**Task inputs**
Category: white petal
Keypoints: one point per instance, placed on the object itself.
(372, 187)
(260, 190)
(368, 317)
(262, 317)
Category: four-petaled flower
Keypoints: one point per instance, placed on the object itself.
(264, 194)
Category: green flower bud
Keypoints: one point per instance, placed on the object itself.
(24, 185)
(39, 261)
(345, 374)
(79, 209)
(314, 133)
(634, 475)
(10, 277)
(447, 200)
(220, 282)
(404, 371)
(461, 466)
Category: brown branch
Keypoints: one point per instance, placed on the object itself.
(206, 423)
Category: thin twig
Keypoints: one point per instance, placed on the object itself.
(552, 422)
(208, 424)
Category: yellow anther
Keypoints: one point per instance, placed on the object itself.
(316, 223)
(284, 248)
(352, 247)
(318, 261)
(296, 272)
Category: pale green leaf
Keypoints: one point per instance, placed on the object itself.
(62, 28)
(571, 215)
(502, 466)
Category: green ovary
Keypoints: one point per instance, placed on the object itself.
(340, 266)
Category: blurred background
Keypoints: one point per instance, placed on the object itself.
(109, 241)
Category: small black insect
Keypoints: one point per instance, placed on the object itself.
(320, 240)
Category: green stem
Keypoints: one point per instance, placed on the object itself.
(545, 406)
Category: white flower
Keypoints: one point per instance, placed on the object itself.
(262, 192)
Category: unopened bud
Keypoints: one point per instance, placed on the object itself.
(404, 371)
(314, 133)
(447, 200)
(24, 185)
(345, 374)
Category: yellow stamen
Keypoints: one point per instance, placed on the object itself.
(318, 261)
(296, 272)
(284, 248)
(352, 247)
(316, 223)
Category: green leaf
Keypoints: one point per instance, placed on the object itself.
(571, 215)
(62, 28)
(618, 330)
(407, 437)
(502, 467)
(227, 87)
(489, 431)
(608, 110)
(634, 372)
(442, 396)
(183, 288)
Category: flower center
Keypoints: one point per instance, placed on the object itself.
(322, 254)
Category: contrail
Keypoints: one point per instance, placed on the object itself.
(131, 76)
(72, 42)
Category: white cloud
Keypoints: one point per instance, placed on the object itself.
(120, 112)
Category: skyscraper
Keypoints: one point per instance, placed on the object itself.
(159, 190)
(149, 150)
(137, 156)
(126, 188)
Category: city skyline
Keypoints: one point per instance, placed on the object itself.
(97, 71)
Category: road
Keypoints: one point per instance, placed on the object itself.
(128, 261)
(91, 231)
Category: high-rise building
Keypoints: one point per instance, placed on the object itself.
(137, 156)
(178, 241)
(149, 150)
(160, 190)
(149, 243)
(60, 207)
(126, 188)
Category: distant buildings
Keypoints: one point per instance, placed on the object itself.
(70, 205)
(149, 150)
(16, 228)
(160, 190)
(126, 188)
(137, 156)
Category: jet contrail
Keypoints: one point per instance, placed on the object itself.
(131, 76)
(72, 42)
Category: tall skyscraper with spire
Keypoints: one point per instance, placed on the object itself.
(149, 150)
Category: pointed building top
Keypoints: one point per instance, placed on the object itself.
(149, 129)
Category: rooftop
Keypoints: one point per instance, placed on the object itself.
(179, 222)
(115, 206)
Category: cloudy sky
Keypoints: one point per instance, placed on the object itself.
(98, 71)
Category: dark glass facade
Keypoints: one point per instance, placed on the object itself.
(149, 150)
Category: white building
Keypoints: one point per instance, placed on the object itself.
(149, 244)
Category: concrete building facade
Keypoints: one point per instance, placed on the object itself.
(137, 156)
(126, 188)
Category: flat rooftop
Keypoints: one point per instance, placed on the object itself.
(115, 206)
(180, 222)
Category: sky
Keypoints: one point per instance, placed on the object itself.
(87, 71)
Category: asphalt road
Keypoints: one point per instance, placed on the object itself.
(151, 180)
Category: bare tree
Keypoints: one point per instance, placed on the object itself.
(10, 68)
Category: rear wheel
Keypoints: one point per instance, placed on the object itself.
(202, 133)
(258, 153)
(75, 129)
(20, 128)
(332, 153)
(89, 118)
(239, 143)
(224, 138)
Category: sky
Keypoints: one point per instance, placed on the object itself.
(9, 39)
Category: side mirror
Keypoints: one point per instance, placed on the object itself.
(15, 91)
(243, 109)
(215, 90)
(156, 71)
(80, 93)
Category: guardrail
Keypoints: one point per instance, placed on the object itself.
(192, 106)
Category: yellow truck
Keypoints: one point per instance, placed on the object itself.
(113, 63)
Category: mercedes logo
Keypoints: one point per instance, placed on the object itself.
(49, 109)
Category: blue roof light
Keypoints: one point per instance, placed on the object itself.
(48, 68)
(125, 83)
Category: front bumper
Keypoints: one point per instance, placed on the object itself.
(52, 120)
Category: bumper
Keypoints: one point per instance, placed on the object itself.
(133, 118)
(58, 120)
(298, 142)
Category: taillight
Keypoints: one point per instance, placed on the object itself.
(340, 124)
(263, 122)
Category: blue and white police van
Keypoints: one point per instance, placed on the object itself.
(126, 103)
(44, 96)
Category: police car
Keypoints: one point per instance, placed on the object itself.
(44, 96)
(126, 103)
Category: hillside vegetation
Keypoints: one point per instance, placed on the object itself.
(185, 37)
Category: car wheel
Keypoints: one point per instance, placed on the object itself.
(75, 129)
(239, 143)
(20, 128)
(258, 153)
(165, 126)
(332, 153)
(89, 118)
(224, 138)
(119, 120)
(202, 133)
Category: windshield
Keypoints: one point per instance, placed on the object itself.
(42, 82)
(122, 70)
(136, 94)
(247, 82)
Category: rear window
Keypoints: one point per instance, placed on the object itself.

**Your task**
Reproduce all of the material above, substituting "occurrence" for every occurrence of "instance" and leaving everything else as it is.

**Problem solution**
Category: white petal
Keypoints: one point per occurrence, placed on the object itself.
(372, 187)
(260, 190)
(368, 317)
(262, 317)
Category: four-petaled flower
Keypoints: one point per occurrence, placed on the object itself.
(264, 194)
Category: green flower bud
Keypoints: one point per occurrence, placed on the object itself.
(24, 185)
(39, 261)
(345, 374)
(79, 209)
(314, 133)
(634, 475)
(10, 277)
(447, 200)
(220, 282)
(404, 371)
(461, 466)
Category: brown branch
Keypoints: one point per occurrence, placed on the object itself.
(206, 423)
Category: thin twig
Keypoints: one point per occurrence, placed on the object itself.
(552, 422)
(208, 424)
Category: yellow anther
Keypoints: one point per occurrence, placed on the object itself.
(316, 223)
(284, 248)
(352, 247)
(318, 261)
(296, 272)
Category: pale green leaf
Keypoints: one point per occurrence, placed on the object itself.
(62, 28)
(571, 215)
(502, 466)
Category: green ovary
Keypoints: one point per occurrence, placed on the object itself.
(340, 266)
Category: blurred background
Keypoints: one point per occurrence, placed on the object itself.
(109, 241)
Category: small black insect
Keypoints: one point per occurrence, placed on the object itself.
(320, 240)
Category: green stem
Keypoints: one point per occurrence, placed on the object itself.
(545, 406)
Category: white flower
Keypoints: one point per occurrence, placed on the object itself.
(262, 192)
Category: unopened bud
Keypoints: one point per occurrence, placed on the object itself.
(404, 371)
(314, 133)
(447, 200)
(24, 185)
(345, 374)
Category: yellow stamen
Keypoints: one point per occurrence, placed on the object itself.
(318, 261)
(296, 272)
(284, 248)
(352, 247)
(316, 223)
Category: green leaf
Keypoints: one point per occurrence, placed on the object itself.
(571, 215)
(62, 28)
(618, 330)
(407, 437)
(502, 467)
(227, 87)
(489, 431)
(608, 110)
(634, 372)
(442, 396)
(183, 288)
Category: flower center
Keypoints: one point per occurrence, placed on the object itself.
(322, 254)
Category: contrail
Keypoints: one point per occurrence, placed on the object itself.
(131, 76)
(72, 42)
Category: white cloud
Keypoints: one point per occurrence, placed on the object itself.
(120, 112)
Category: skyscraper
Keypoints: one point per occurrence, placed on the object itself.
(159, 190)
(149, 150)
(137, 156)
(126, 188)
Category: city skyline
Keypoints: one point per occurrence, placed on the object itself.
(97, 71)
Category: road
Keypoints: one point per occurrence, placed on the object itself.
(128, 261)
(91, 231)
Category: high-rise building
Keypoints: one point per occurrence, placed on the object itself.
(137, 156)
(178, 241)
(149, 150)
(160, 190)
(149, 243)
(60, 207)
(126, 188)
Category: distant buildings
Keypoints: one point per occurrence, placed on the object itself.
(70, 205)
(149, 150)
(16, 228)
(160, 190)
(126, 188)
(137, 156)
Category: jet contrail
Keypoints: one point per occurrence, placed on the object itself.
(131, 76)
(72, 42)
Category: tall skyscraper with spire
Keypoints: one point per occurrence, placed on the object itself.
(149, 150)
Category: pointed building top
Keypoints: one point per occurrence, placed on the object itself.
(149, 129)
Category: rooftop
Keypoints: one point per occurrence, placed on the object itself.
(179, 222)
(115, 206)
Category: cloudy sky
Keypoints: one point per occurrence, placed on the object itself.
(98, 71)
Category: dark glass facade
Keypoints: one point per occurrence, placed on the object itself.
(149, 150)
Category: white building
Keypoints: one point per occurrence, placed on the object itself.
(149, 244)
Category: concrete building facade
Keypoints: one point per occurrence, placed on the object itself.
(137, 156)
(126, 188)
Category: flat rooftop
Keypoints: one point per occurrence, placed on the object itself.
(115, 206)
(180, 222)
Category: sky
Keypoints: one point per occurrence, placed on the object itself.
(87, 71)
Category: asphalt road
Keypoints: one point per occurrence, placed on the object itself.
(151, 180)
Category: bare tree
Keypoints: one point per occurrence, placed on the object itself.
(10, 68)
Category: rear wheel
Keypoints: one point per occurrence, placed on the object itself.
(202, 133)
(258, 153)
(75, 129)
(20, 128)
(332, 153)
(89, 118)
(239, 143)
(224, 138)
Category: sky
Keypoints: one point per occurrence, placed on the object itself.
(9, 39)
Category: side mirror
Keypoints: one point per occurrence, placed on the object itself.
(15, 91)
(243, 109)
(215, 90)
(156, 71)
(80, 93)
Category: guardrail
Keypoints: one point per occurrence, placed on the object itself.
(192, 106)
Category: yellow truck
Keypoints: one point per occurrence, placed on the object itself.
(113, 63)
Category: mercedes logo
Keypoints: one point per occurrence, placed on the object itself.
(49, 109)
Category: blue roof light
Keypoints: one point per occurrence, placed on the object itself.
(48, 68)
(125, 83)
Category: front bumper
Keypoints: one point per occurrence, placed on the object itself.
(52, 120)
Category: bumper
Keypoints: one point per occurrence, placed on the object itself.
(133, 118)
(58, 120)
(298, 142)
Category: taillight
Keypoints: one point per occurrence, placed on the object itself.
(340, 124)
(263, 122)
Category: blue and white police van
Keypoints: one point per occurrence, placed on the object itself.
(126, 103)
(44, 96)
Category: police car
Keypoints: one point per occurrence, placed on the object itself.
(44, 96)
(126, 103)
Category: hillside vegetation
Keypoints: one point per occurrence, placed on the object itself.
(185, 37)
Category: car wheel
Keypoints: one point per occurrence, placed on the object itself.
(75, 129)
(239, 143)
(20, 128)
(258, 153)
(165, 126)
(332, 153)
(89, 118)
(224, 138)
(119, 120)
(202, 133)
Category: windshield
Keypoints: one point per occurrence, placed on the object itself.
(42, 82)
(122, 70)
(136, 94)
(247, 82)
Category: rear window
Keypoints: one point per occurrence, placed on the object itself.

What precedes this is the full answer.